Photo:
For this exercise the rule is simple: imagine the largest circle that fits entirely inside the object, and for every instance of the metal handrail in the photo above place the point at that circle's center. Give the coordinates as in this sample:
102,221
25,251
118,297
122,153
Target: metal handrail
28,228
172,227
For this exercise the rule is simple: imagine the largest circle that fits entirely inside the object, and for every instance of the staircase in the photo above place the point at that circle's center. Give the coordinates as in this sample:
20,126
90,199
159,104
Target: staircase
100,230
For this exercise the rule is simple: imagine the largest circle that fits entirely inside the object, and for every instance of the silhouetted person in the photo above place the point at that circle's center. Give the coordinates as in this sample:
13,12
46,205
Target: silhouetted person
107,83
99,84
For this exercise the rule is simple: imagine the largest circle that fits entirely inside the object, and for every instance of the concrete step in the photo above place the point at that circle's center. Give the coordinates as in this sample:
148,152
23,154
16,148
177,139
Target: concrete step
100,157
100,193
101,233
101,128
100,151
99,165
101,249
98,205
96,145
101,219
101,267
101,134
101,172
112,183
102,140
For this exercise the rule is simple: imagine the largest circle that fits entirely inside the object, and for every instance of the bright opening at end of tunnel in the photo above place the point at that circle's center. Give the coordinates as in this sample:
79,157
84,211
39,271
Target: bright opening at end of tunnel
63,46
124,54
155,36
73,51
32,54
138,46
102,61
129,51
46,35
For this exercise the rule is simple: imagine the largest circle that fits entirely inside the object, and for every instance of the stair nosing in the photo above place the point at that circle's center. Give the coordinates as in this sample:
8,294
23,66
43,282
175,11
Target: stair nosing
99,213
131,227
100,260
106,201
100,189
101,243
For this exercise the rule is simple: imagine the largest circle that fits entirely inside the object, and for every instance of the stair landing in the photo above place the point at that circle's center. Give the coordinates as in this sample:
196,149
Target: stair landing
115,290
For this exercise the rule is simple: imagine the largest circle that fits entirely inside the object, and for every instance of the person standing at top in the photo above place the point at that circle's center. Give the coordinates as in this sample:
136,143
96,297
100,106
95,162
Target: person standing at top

------------------------

▸ **Exercise goal**: Return the full listing exactly as written.

▸ **Exercise solution**:
Photo:
For this exercise the rule is simple: imagine the largest circle that fits entirely inside the object, and for every instance of the metal handrail in the photo above place the point at that circle's center. Give the coordinates as in this sample:
102,221
25,251
118,297
122,153
Target: metal handrail
28,228
172,227
For this exercise the rule is simple: imagine the largest circle that fits entirely inside the object, and for every instance of the staircase in the photo above place the point at that circle's center. Give the coordinates as in this sample:
20,126
90,199
159,104
Target: staircase
100,230
For this exercise the rule is simple: imagine the largest circle that fits entirely inside the object, and for every instance of the silhouetted person in the photo above place the point at that circle's center. Give the coordinates as in this sample:
13,12
46,205
Target: silhouetted person
107,83
99,84
For this exercise the rule is simple: imagine the largest circle that fits entirely inside the object, and for every instance of the concrete step in the photo above place the point at that circle's center. Give the coordinates as in this sample:
148,152
23,154
16,148
177,139
Target: concrete step
100,157
100,193
101,233
101,128
100,151
99,165
101,249
98,205
96,145
101,219
101,267
101,134
101,172
112,183
102,140
For this exercise the rule is simple: imagine the largest circle that fits entirely inside the object, and for every instance of the bright opening at end of tunnel in the photo above place the point at that circle's center. Give the coordinates as in this sample:
79,157
84,211
39,271
Target: bright opening at end of tunnel
63,46
124,54
155,36
73,51
32,54
138,46
102,61
129,51
46,35
For this exercise the rule is simple: imagine the largest circle that fits entirely inside the object, and for every instance of the stair nosing in the photo above place the point at that circle's center. Give the coordinates as in this sample:
8,294
23,66
43,282
175,11
Target: stair nosing
99,213
131,227
100,260
106,201
100,189
101,243
For this exercise the rule is simple: imagine the largest circle that fits entirely inside the object, and for every instance of the stair landing in the photo above place the point at that circle's center. Give the coordinates as in this sample:
196,149
Target: stair landing
115,290
For this exercise the rule is simple: imagine the largest circle that fits entirely inside the object, and for every instance of the person standing at top in the photo above place the point at that circle's center. Give the coordinates as in this sample:
136,143
96,297
100,106
95,162
Target: person standing at top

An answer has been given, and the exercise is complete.